Please lay out every line of the entries below as a Markdown table with two columns, Row and Line. Number the rows in order and leave out any blank lines.

*** GIVEN DATA

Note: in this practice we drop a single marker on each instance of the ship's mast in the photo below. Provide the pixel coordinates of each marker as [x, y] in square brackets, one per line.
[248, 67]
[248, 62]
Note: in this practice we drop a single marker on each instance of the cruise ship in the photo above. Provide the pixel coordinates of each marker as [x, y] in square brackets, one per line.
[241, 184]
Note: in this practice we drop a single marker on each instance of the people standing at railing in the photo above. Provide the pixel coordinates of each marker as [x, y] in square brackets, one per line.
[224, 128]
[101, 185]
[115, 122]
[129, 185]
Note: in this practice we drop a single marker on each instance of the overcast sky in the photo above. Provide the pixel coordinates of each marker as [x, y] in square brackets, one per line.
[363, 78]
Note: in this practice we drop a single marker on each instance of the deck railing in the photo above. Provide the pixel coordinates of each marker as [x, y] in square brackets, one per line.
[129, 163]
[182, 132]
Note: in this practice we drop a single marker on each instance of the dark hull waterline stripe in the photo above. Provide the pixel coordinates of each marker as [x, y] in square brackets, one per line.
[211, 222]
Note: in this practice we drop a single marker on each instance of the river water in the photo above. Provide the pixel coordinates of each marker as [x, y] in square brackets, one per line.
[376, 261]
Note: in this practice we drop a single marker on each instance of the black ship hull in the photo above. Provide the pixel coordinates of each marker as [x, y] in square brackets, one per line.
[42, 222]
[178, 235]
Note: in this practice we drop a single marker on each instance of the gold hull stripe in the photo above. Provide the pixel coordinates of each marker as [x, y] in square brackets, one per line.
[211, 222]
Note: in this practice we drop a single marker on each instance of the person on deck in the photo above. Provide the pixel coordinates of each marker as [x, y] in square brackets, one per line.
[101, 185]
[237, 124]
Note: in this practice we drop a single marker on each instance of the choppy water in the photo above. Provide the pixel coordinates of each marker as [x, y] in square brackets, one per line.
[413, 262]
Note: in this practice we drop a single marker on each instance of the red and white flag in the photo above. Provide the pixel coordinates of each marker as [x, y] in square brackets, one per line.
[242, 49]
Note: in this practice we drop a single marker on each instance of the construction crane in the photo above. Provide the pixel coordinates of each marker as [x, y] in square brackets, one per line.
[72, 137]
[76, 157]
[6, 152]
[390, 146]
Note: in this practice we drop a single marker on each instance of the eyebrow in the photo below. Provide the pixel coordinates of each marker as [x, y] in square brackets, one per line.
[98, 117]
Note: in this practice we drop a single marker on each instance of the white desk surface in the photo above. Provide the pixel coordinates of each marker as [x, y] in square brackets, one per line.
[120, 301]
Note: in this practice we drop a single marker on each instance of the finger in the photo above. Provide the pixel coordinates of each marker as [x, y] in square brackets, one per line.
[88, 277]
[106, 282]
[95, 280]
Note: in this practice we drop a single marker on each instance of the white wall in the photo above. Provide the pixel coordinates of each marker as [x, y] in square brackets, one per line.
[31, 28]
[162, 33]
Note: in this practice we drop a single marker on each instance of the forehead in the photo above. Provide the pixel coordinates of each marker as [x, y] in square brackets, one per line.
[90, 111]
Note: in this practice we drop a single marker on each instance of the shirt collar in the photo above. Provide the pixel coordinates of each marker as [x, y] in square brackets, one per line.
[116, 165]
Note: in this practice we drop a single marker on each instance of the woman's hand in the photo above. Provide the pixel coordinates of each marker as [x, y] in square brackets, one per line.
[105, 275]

******

### FINISHED ANSWER
| Row | Line |
|---|---|
| 1 | Note: in this practice we drop a single marker on each instance of the ship's mast in the photo below. Provide the pixel coordinates of each marker as [x, y] in square brackets, one per line. |
| 2 | [248, 67] |
| 3 | [248, 62] |
| 4 | Note: in this practice we drop a single marker on each instance of the cruise ship in the photo above. Provide the pixel coordinates of each marker as [x, y] in square brackets, one per line. |
| 5 | [241, 184] |
| 6 | Note: in this practice we drop a single marker on each instance of the people standing at railing in the photo above. Provide the pixel coordinates of each marker as [x, y] in square brackets, one per line. |
| 7 | [224, 128] |
| 8 | [101, 185] |
| 9 | [115, 122] |
| 10 | [129, 185] |
| 11 | Note: in this practice we drop a single marker on each instance of the overcast sky in the photo above. Provide the pixel coordinates of each marker as [x, y] in square brackets, one per line. |
| 12 | [363, 78] |
| 13 | Note: in this practice we drop a single marker on each instance of the deck railing in the photo above. Provide the pixel coordinates of each marker as [x, y] in square brackets, one per line. |
| 14 | [129, 163] |
| 15 | [182, 132] |
| 16 | Note: in this practice we drop a single marker on each instance of the dark hull waterline stripe in the photo above. Provide the pixel coordinates of each marker as [x, y] in square brackets, one per line. |
| 17 | [211, 222] |
| 18 | Note: in this practice we drop a single marker on each instance of the river water in the photo above. Provide the pixel coordinates of each marker as [x, y] in square brackets, one per line. |
| 19 | [376, 261] |
| 20 | Note: in this practice we drop a single marker on each instance of the black ship hull in the photo above. Provide the pixel coordinates of each marker as [x, y] in square brackets, one per line. |
| 21 | [42, 222] |
| 22 | [178, 235] |
| 23 | Note: in this practice we drop a single marker on each instance of the gold hull stripe in the photo above. Provide the pixel coordinates of each marker as [x, y] in square brackets, one per line. |
| 24 | [211, 222] |
| 25 | Note: in this practice we drop a single marker on each instance of the person on deck in the photo above. Provide the pixel coordinates of each marker as [x, y] in square brackets, one per line. |
| 26 | [101, 185] |
| 27 | [237, 124] |
| 28 | Note: in this practice we drop a single marker on each instance of the choppy water in the photo above. Provide the pixel coordinates of each marker as [x, y] in square brackets, one per line. |
| 29 | [413, 262] |
| 30 | Note: in this practice we drop a single marker on each instance of the red and white flag in the photo above. Provide the pixel coordinates of each marker as [x, y] in square brackets, one per line. |
| 31 | [242, 49] |
| 32 | Note: in this practice we drop a single marker on each instance of the construction crane in the photo above. Provide the pixel coordinates of each marker as [x, y] in square brackets, one per line. |
| 33 | [72, 137] |
| 34 | [76, 157] |
| 35 | [6, 152] |
| 36 | [390, 146] |
| 37 | Note: in this practice we drop a single marker on each instance of the eyebrow in the photo below. Provide the pixel coordinates of each marker as [x, y] in square brackets, one per line. |
| 38 | [98, 117] |
| 39 | Note: in this practice we drop a single marker on each instance of the white desk surface in the photo above. Provide the pixel coordinates of each marker as [x, y] in square brackets, one per line. |
| 40 | [120, 301] |
| 41 | Note: in this practice we drop a single marker on each instance of the finger in the photo above. Provide the pixel coordinates of each marker as [x, y] in square brackets, one per line. |
| 42 | [88, 277] |
| 43 | [106, 282] |
| 44 | [95, 280] |
| 45 | Note: in this practice we drop a single marker on each instance of the white wall in the photo above. Provide the pixel coordinates of each marker as [x, y] in square brackets, one per line. |
| 46 | [31, 28] |
| 47 | [162, 33] |
| 48 | Note: in this practice we drop a single marker on each instance of the forehead in the photo above. Provide the pixel coordinates of each marker as [x, y] in square brackets, one per line. |
| 49 | [90, 111] |
| 50 | Note: in this practice we drop a single marker on each instance of the shirt collar in the photo above. Provide the pixel coordinates of each marker as [x, y] in square brackets, one per line. |
| 51 | [116, 165] |
| 52 | Note: in this practice we drop a single marker on each instance of the woman's hand in the photo above. Provide the pixel coordinates of each marker as [x, y] in square brackets, one per line. |
| 53 | [105, 275] |